▶ _Given request_: Output every line of the records below as a Markdown table with the columns "Row" and "Line", numbering each row and leaving out blank lines.

>> start Entries provided

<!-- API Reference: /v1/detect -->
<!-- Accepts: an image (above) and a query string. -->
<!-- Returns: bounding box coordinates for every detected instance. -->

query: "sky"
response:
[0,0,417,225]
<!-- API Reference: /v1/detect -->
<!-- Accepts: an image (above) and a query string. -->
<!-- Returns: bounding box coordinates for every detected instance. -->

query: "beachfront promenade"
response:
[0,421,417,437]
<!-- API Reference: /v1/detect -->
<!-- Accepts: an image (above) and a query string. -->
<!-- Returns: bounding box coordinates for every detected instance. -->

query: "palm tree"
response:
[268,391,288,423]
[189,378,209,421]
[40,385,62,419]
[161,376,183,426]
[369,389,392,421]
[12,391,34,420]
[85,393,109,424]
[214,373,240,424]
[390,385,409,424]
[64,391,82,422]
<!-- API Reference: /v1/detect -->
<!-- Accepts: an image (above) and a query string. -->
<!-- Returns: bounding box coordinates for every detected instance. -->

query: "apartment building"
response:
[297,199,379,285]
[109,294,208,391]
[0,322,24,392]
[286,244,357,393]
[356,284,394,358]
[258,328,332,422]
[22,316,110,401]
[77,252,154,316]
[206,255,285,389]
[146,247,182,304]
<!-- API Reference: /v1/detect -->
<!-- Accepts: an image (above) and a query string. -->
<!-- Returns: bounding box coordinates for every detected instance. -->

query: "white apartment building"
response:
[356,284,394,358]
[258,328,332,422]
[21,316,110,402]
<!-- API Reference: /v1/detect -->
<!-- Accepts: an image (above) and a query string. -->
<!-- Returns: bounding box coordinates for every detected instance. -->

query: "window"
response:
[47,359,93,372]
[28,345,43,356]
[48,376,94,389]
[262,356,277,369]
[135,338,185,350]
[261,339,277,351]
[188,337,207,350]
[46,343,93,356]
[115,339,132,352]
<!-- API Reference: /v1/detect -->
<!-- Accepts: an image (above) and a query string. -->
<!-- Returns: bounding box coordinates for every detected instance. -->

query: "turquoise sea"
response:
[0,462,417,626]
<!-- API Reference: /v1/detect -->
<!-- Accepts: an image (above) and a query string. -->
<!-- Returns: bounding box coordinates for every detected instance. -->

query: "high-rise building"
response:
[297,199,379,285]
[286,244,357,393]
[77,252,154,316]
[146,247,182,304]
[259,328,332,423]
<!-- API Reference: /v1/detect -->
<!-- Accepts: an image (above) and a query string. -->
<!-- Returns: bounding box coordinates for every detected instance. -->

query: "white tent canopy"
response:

>> end Entries provided

▶ _The reply_:
| Row | Line |
|---|---|
| 1 | <!-- API Reference: /v1/detect --> |
| 2 | <!-- Accepts: an image (above) and a query string. --> |
| 3 | <!-- Returns: bounding box coordinates for every detected instance. --> |
| 4 | query: "sky" |
| 5 | response: |
| 6 | [0,0,417,225] |
| 7 | <!-- API Reference: /v1/detect --> |
| 8 | <!-- Accepts: an image (above) and a query string. --> |
| 9 | <!-- Returns: bounding box coordinates for every detected instance. --> |
| 10 | query: "beachfront promenade" |
| 11 | response: |
| 12 | [0,421,417,437] |
| 13 | <!-- API Reference: /v1/detect --> |
| 14 | <!-- Accepts: an image (above) and a query string. --> |
| 15 | <!-- Returns: bounding box coordinates for every detected instance. --> |
| 16 | query: "palm tree" |
| 17 | response: |
| 18 | [268,391,288,423] |
| 19 | [189,378,209,421] |
| 20 | [40,385,62,419] |
| 21 | [161,376,183,426] |
| 22 | [369,389,392,421] |
| 23 | [12,391,34,420] |
| 24 | [85,393,109,424] |
| 25 | [214,373,240,424] |
| 26 | [390,385,409,424] |
| 27 | [64,391,82,422] |
| 28 | <!-- API Reference: /v1/detect --> |
| 29 | <!-- Accepts: an image (above) and a query string. --> |
| 30 | <!-- Returns: bounding box coordinates for every detected instance. --> |
| 31 | query: "apartment building" |
| 32 | response: |
| 33 | [297,199,379,285] |
| 34 | [109,294,208,391] |
| 35 | [0,322,24,392] |
| 36 | [286,244,357,393] |
| 37 | [356,284,394,358] |
| 38 | [258,328,332,422] |
| 39 | [22,316,110,401] |
| 40 | [77,252,154,316] |
| 41 | [206,255,285,389] |
| 42 | [146,247,182,304] |
| 43 | <!-- API Reference: /v1/detect --> |
| 44 | <!-- Accepts: an image (above) and a query string. --> |
| 45 | <!-- Returns: bounding box coordinates for every detected instance. --> |
| 46 | query: "white apartment building" |
| 47 | response: |
| 48 | [356,284,394,358] |
| 49 | [258,328,332,422] |
| 50 | [21,316,110,402] |
| 51 | <!-- API Reference: /v1/detect --> |
| 52 | <!-- Accepts: an image (above) and a query string. --> |
| 53 | <!-- Returns: bounding box coordinates for every detected instance. --> |
| 54 | query: "window" |
| 55 | response: |
| 56 | [47,359,93,372] |
| 57 | [28,345,43,356] |
| 58 | [48,376,94,389] |
| 59 | [262,356,277,369] |
| 60 | [135,338,185,350] |
| 61 | [261,339,277,351] |
| 62 | [188,337,207,350] |
| 63 | [46,343,93,356] |
| 64 | [115,339,132,352] |
| 65 | <!-- API Reference: /v1/detect --> |
| 66 | <!-- Accepts: an image (above) and a query string. --> |
| 67 | <!-- Returns: bounding box coordinates for every detected instance. --> |
| 68 | query: "turquoise sea" |
| 69 | response: |
| 70 | [0,462,417,626] |
| 71 | <!-- API Reference: /v1/detect --> |
| 72 | <!-- Accepts: an image (above) and a query string. --> |
| 73 | <!-- Returns: bounding box coordinates for every detected instance. --> |
| 74 | query: "high-rise building" |
| 75 | response: |
| 76 | [297,199,379,285] |
| 77 | [286,244,357,393] |
| 78 | [77,252,154,316] |
| 79 | [146,247,182,304] |
| 80 | [259,328,332,423] |
| 81 | <!-- API Reference: /v1/detect --> |
| 82 | <!-- Accepts: an image (above) and a query string. --> |
| 83 | <!-- Returns: bounding box coordinates for every detected instance. --> |
| 84 | query: "white tent canopy" |
| 85 | response: |